--- Records ---
_ _ _
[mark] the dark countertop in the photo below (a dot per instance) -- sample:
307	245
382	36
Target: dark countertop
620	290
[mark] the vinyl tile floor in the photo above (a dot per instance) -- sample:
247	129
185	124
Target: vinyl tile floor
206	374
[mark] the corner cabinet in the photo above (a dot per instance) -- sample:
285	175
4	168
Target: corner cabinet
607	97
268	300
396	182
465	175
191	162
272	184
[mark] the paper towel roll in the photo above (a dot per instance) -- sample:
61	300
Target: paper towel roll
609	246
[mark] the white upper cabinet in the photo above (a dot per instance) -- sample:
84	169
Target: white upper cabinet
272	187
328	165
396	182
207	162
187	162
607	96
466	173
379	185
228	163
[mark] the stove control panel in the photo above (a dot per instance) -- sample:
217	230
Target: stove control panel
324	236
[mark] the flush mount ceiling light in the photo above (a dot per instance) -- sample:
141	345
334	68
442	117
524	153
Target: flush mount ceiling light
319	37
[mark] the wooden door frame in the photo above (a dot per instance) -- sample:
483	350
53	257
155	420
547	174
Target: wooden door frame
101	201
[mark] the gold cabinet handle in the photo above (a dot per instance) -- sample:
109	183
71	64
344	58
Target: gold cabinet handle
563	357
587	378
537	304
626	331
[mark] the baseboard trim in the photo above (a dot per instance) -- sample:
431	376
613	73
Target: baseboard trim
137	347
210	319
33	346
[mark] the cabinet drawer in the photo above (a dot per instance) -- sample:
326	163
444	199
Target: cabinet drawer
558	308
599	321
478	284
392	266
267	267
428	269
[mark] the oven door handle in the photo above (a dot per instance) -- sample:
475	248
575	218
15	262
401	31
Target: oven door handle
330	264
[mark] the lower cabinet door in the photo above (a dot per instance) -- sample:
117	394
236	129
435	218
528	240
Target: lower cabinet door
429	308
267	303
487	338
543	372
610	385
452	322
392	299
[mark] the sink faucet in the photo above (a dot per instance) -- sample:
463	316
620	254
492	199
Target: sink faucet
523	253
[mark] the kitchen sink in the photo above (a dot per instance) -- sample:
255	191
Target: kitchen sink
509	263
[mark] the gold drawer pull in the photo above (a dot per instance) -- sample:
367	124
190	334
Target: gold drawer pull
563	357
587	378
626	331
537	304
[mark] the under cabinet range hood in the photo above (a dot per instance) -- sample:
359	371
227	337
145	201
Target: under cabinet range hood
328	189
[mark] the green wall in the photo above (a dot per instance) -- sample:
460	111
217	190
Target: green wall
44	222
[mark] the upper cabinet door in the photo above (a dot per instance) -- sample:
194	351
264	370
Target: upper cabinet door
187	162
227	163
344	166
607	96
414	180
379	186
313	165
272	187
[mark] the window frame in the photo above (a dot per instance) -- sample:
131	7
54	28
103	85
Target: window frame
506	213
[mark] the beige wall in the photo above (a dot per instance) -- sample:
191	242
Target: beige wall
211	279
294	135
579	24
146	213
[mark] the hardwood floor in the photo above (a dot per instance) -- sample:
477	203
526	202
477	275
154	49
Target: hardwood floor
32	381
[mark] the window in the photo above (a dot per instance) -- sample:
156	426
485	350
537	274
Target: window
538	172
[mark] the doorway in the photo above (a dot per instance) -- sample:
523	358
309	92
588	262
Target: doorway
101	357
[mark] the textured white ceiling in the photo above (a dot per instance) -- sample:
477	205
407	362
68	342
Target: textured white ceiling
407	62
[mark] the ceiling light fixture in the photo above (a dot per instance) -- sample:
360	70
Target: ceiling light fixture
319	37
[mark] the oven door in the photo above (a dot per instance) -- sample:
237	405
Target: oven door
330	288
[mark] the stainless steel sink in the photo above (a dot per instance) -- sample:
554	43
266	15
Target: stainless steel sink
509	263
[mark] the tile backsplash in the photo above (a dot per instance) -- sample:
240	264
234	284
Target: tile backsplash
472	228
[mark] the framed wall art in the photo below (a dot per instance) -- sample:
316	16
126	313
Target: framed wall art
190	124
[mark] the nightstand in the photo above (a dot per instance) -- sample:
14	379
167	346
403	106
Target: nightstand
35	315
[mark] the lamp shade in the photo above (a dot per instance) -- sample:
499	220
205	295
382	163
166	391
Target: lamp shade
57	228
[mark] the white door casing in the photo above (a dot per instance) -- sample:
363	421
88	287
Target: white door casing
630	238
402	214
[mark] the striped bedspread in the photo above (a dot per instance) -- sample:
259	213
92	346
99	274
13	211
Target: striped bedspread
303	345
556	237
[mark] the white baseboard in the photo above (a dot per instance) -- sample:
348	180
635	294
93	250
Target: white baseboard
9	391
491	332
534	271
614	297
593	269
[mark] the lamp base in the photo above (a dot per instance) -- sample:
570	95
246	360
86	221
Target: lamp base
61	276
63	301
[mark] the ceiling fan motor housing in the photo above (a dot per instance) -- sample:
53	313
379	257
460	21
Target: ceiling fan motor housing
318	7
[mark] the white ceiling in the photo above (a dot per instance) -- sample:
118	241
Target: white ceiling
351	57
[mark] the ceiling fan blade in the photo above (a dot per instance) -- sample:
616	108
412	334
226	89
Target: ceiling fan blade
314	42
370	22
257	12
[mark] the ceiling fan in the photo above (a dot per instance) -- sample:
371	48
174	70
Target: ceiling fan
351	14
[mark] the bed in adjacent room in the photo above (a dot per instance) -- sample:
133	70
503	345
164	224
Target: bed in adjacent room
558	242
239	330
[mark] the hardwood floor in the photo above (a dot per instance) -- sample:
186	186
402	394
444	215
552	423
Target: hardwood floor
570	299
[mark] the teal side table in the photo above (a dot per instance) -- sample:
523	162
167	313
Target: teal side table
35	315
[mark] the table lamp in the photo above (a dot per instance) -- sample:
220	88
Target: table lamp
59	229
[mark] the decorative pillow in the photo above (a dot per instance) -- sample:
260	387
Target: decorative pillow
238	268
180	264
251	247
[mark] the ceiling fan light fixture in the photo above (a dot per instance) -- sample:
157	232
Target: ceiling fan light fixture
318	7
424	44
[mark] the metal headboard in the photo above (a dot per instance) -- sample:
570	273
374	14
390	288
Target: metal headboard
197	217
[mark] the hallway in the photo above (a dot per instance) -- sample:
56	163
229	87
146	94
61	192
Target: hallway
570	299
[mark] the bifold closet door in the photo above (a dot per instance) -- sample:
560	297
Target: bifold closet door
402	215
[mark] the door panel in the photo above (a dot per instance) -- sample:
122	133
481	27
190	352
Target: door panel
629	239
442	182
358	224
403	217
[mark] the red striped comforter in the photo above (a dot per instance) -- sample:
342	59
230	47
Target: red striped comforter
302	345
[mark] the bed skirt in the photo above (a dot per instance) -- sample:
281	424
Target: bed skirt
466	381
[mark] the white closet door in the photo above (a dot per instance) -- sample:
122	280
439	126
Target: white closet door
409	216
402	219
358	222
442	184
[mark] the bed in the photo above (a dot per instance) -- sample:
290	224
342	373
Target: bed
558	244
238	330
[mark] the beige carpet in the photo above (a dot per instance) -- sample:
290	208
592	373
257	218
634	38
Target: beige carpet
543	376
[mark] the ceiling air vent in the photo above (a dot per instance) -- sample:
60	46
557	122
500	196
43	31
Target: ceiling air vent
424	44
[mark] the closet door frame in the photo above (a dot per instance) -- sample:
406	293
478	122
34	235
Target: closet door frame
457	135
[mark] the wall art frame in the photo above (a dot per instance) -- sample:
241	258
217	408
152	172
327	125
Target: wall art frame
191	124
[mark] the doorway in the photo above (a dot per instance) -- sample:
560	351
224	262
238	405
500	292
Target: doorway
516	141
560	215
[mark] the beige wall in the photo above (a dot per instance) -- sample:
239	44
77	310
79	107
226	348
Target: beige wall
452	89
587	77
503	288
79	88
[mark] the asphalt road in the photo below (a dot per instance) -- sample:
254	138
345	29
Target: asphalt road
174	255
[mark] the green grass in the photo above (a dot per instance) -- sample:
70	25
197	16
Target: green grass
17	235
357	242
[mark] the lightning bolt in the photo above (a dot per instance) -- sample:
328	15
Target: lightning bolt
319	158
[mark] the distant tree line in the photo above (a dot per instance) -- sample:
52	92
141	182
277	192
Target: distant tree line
_ _ _
--- Exercise aim ---
For the material above, how many lines contain the word "tree"? Only the number should be given.

--- Exercise result ---
2